*WHAT THIS TASK INVOLVES*:
From the article below on sleep and brain repair, reproduce word for word the passage that begins with "To paraphrase Chiara" and ends after "function during sleep.".

[EXCERPT PROVIDED]

What is sleep for? In our daily experience we know it as the period of rest that allows us to ‘recharge.’ It is the time needed to regenerate our brains and allow us to move out into the world once again, fresh and ready. As scientists continue to study in an attempt to understand what happens, and why, when we sleep; a new study shows that it allows our brain to regenerate brain cells.
A research group at the University of Wisconsin, in Madison, studied two groups of mice to see what genes are activated during sleep. For the group of mice that were allowed to sleep, it was found that a gene was activated that began a process of rebuilding the brain; specifically the myelin by creating oligodendrocyte precursor cells. Where the group that was denied sleep had a significant increase in stress response as well the hormones that break down the body. This finding has lead to the hypothesis that chronic lack of sleep may be a major contributing cause to the development of multiple sclerosis (MS), which is a dis-ease that breakdowns down myelin.
Myelin is the conductive and insulating material between neurons. It allows neurons, as well as the communication between them, to be faster and more efficient. It prevents the crossing of signals, much like insulation does for electrical wires. Oligodendrocyte cells are responsible for making the myelin throughout our nervous system. It was found that the production of the oligodendrocyte precursor significantly increased during REM (rapid eye movement) sleep.
It is interesting to note the generation of the oligodendrocyte precursor cells is increased during our deepest, most restful state of sleep. REM is also the state of sleep in which we dream and have the most neural activity. Interesting that the brain appears to be repaired during dreaming with so much activity in the brain.
To paraphrase Chiara Cirelli, an author of the study and a member of the Center for Sleep and Consciousness at the University of Wisconsin: most sleep research done up to this point, the focus had been on the differences of activity of nerve cells. Scientists looked at what the neural activity of waking verses sleeping brains was, but there was no research into how the nervous system operates. With this new study, it has been shown clearly that supporting cells also change how they function during sleep.
For many years, scientists thought that brain cells were not regenerated or reproduced during the course of someone’s life. The thought had been that after birth your brain has a finite number of cells that you would lose till the end of your life. While that theory has been changing in the last 12 years, this new study sheds some light not only on a reason for sleep, but that our brain goes through a daily process of regeneration and repair.
Perhaps this study will help shift our cultural ideas about sleep. It is not laziness that prompts our children to sleep long hours, but, perhaps, it is their brain processing information, integrating, and repairing itself for a new day. Perhaps the idea that it is a luxury to sleep ‘late’ can be replaced by understanding that allowing your body to get all the sleep it wants is a necessary and natural function. Yet, like most science, it takes time to filter into mainstream consciousness, but now we have more proof that sleep regenerates braincells.

[/EXCERPT PROVIDED]
[RECORD EXTRACTS]

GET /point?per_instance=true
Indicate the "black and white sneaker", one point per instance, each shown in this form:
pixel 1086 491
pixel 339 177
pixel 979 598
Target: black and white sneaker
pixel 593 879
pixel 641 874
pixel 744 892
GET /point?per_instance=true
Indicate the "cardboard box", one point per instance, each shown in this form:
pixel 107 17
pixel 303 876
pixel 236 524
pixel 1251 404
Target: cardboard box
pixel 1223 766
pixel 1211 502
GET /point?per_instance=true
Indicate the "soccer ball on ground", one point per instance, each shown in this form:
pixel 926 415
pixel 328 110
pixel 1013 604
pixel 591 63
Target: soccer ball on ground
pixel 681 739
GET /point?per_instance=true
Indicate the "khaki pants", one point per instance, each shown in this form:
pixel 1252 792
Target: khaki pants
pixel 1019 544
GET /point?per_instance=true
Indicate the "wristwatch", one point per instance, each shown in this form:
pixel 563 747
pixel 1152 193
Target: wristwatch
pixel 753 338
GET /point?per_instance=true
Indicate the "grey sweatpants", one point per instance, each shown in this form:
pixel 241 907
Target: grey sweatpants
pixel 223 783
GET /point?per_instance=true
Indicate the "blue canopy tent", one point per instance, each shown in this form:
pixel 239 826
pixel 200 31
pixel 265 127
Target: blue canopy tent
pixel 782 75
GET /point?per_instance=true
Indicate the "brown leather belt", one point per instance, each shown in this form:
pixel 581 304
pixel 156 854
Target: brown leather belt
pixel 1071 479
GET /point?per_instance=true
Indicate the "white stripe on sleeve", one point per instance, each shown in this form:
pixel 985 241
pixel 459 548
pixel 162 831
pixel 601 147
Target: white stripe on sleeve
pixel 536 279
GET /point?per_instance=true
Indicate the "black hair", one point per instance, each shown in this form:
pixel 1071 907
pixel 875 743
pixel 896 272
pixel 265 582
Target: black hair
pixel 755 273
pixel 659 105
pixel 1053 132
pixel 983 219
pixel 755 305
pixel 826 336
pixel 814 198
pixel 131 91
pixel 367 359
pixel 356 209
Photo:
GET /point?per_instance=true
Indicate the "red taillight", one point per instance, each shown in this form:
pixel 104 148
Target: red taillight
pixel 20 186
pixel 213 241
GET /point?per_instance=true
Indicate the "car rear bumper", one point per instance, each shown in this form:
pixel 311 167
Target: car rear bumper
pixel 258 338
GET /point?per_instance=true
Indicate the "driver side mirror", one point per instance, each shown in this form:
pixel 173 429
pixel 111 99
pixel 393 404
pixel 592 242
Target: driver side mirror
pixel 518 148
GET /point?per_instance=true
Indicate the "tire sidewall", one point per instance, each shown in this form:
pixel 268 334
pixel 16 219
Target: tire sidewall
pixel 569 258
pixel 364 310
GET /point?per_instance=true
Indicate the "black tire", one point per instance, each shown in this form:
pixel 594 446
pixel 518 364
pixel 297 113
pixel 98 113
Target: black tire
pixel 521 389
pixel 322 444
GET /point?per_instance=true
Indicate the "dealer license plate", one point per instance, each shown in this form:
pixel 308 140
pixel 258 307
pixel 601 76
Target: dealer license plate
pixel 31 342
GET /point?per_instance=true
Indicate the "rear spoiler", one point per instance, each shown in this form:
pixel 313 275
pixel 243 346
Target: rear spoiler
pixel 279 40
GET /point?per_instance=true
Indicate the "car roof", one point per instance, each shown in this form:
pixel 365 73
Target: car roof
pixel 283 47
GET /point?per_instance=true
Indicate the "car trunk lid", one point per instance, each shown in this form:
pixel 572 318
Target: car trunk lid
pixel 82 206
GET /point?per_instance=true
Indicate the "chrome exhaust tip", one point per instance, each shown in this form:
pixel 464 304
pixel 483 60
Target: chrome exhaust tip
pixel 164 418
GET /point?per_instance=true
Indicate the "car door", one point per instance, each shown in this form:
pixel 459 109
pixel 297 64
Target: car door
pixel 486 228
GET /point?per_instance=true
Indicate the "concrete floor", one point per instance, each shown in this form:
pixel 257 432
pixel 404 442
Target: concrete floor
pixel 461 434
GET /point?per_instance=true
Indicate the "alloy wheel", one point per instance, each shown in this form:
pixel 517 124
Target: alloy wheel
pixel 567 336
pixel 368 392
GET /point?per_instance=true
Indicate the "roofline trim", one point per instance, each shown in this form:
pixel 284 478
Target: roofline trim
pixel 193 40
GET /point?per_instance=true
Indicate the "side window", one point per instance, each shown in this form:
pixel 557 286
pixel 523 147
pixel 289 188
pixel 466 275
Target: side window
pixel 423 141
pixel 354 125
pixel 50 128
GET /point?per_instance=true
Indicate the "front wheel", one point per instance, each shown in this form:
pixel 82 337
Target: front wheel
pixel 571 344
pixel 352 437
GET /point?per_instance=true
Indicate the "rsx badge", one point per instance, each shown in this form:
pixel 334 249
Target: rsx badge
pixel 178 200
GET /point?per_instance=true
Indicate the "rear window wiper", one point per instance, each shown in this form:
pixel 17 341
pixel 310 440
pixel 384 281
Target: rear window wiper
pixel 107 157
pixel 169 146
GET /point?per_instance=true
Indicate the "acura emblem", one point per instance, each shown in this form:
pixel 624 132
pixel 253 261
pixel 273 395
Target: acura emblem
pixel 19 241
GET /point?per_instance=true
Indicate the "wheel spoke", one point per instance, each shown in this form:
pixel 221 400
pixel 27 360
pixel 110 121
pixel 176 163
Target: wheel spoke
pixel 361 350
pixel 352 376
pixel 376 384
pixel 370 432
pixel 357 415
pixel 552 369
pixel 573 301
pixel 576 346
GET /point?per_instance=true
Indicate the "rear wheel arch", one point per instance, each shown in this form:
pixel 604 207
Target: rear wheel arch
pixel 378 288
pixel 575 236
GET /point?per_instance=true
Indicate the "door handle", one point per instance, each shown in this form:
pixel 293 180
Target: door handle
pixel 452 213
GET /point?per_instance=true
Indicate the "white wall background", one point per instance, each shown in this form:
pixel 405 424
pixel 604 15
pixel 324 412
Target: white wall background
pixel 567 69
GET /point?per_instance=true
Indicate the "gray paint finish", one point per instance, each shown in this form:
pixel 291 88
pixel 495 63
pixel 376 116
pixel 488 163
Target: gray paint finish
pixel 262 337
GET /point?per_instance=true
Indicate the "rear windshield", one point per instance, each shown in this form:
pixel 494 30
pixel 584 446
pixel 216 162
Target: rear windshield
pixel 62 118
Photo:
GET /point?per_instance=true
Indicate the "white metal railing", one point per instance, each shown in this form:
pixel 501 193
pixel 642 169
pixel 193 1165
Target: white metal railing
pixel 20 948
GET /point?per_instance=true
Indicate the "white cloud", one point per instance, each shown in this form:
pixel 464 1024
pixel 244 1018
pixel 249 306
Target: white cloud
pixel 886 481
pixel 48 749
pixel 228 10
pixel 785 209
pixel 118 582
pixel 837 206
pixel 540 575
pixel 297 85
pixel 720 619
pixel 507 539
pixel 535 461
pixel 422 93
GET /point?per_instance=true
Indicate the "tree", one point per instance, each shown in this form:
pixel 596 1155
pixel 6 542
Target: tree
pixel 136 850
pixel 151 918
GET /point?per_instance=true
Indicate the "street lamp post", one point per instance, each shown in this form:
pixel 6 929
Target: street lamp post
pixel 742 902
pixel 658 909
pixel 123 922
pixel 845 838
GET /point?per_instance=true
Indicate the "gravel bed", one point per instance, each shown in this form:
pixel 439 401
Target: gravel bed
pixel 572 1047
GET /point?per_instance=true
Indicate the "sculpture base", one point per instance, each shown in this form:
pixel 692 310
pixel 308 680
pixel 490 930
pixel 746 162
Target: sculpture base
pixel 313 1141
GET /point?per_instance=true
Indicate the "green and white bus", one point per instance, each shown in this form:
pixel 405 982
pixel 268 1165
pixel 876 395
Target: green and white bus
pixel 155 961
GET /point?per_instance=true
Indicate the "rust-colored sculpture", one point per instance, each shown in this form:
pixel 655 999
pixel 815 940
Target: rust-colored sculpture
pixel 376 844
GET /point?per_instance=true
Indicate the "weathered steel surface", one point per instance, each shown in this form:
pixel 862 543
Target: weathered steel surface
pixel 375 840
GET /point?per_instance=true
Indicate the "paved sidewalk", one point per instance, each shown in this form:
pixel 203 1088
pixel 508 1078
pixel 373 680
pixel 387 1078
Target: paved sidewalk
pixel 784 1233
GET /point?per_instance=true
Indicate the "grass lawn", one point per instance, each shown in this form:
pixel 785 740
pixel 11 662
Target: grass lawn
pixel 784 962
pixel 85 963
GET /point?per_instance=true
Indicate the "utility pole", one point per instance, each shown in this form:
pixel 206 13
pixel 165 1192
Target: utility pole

[/RECORD EXTRACTS]

*OUTPUT*:
To paraphrase Chiara Cirelli, an author of the study and a member of the Center for Sleep and Consciousness at the University of Wisconsin: most sleep research done up to this point, the focus had been on the differences of activity of nerve cells. Scientists looked at what the neural activity of waking verses sleeping brains was, but there was no research into how the nervous system operates. With this new study, it has been shown clearly that supporting cells also change how they function during sleep.